## [TASK DIRECTIONS]
Reproduce the records below verbatim, from their first line through the line holding "<point>36,45</point>", inclusive, and omit the pictures from your copy.

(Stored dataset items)

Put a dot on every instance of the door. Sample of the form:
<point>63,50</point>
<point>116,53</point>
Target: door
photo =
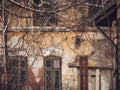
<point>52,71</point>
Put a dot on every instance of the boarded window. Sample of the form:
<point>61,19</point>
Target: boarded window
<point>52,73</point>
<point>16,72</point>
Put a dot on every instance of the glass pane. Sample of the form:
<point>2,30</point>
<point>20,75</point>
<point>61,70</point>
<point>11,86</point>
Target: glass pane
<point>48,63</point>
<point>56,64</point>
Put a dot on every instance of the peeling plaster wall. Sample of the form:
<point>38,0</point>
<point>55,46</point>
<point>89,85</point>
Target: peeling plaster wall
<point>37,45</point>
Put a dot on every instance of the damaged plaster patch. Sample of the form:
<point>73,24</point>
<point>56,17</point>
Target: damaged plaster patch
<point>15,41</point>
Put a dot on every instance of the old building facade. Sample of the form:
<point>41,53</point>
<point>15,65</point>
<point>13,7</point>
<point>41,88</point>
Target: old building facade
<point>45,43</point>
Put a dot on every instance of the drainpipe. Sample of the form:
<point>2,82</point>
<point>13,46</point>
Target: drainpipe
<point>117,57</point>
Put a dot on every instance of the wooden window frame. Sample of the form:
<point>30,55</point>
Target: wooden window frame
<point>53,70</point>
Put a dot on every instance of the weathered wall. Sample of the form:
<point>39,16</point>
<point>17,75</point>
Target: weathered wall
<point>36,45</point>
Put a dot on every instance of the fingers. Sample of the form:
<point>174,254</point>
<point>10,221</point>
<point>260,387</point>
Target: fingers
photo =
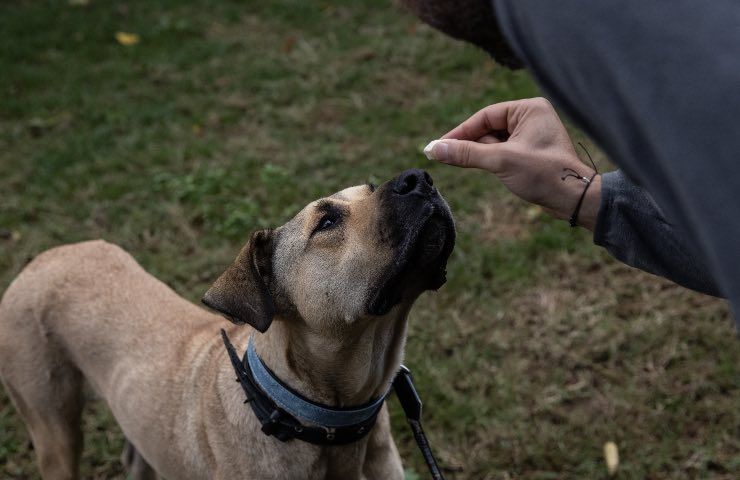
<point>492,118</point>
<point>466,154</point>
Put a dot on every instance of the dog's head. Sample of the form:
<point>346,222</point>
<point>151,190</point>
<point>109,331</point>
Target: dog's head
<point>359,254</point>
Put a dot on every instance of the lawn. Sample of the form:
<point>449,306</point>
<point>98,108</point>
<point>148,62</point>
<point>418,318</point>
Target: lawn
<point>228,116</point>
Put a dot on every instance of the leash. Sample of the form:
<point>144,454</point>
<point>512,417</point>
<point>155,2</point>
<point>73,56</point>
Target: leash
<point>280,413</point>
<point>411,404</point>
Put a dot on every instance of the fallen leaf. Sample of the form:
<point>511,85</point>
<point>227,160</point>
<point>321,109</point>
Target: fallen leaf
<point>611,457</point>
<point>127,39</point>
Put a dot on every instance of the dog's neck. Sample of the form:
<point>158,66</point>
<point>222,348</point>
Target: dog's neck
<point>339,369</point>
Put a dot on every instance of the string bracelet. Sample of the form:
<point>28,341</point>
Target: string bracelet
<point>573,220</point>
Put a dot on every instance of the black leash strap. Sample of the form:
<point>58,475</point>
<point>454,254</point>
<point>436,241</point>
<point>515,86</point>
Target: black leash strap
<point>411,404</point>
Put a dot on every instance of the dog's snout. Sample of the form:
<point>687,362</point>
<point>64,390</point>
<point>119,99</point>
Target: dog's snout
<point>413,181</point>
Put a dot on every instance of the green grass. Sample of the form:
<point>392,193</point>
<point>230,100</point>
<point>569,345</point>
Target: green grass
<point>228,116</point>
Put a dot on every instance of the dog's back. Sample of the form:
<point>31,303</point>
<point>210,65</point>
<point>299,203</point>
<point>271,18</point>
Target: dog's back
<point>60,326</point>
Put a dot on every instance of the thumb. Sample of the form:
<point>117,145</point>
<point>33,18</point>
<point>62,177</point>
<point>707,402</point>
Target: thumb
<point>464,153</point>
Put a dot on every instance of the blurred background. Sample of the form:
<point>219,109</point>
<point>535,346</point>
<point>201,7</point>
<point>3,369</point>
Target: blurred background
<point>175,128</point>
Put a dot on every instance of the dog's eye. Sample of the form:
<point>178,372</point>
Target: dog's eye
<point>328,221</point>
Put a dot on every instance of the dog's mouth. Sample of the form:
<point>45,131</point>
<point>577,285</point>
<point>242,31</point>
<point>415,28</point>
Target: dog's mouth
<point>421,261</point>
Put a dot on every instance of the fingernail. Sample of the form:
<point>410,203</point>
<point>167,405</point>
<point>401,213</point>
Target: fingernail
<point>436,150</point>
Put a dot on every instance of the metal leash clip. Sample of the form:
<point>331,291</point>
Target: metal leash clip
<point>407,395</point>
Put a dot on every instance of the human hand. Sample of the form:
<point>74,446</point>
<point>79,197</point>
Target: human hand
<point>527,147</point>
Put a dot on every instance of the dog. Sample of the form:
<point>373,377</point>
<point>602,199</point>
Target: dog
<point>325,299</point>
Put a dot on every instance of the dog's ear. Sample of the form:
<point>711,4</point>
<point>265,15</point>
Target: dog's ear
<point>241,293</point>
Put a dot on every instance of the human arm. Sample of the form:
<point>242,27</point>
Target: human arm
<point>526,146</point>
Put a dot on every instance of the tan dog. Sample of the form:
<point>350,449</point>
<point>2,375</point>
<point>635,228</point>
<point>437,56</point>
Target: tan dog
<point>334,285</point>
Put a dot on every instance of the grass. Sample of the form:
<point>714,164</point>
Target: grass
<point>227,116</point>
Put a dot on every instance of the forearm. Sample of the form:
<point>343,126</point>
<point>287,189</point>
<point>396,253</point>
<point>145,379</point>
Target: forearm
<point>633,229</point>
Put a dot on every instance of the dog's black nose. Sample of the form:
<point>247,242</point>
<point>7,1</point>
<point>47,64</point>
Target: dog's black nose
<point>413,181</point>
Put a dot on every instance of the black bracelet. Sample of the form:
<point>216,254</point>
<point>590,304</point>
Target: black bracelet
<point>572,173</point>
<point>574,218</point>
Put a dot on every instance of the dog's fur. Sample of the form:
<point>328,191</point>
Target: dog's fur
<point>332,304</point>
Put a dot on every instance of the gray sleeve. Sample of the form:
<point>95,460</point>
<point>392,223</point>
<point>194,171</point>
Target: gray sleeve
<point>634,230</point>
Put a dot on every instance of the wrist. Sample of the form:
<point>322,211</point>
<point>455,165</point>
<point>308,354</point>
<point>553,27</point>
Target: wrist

## [COMPLETE OUTPUT]
Put a dot on every instance of the door. Sample of the form:
<point>63,50</point>
<point>116,53</point>
Target: door
photo =
<point>52,71</point>
Put a dot on every instance of the boarded window. Sample of the form:
<point>61,19</point>
Target: boarded window
<point>52,73</point>
<point>16,72</point>
Put a dot on every instance of the glass pane. Sample of the form:
<point>2,30</point>
<point>20,75</point>
<point>61,70</point>
<point>11,86</point>
Target: glass pane
<point>48,63</point>
<point>56,64</point>
Put a dot on every instance of the peeling plaster wall. Sample of the form:
<point>38,0</point>
<point>55,46</point>
<point>89,85</point>
Target: peeling plaster wall
<point>37,45</point>
Put a dot on every instance of the damaged plaster patch. Sample of the form:
<point>73,24</point>
<point>56,17</point>
Target: damaged plaster patch
<point>15,41</point>
Put a dot on every instance of the old building facade. Sample of the form:
<point>41,53</point>
<point>15,65</point>
<point>13,7</point>
<point>41,88</point>
Target: old building facade
<point>45,43</point>
Put a dot on every instance of the drainpipe. Sample of the form:
<point>2,82</point>
<point>13,46</point>
Target: drainpipe
<point>117,57</point>
Put a dot on every instance of the wooden window frame. Sample of the form:
<point>30,55</point>
Target: wooden window frame
<point>53,70</point>
Put a dot on every instance of the weathered wall. Sample of the form:
<point>39,16</point>
<point>17,75</point>
Target: weathered wall
<point>36,45</point>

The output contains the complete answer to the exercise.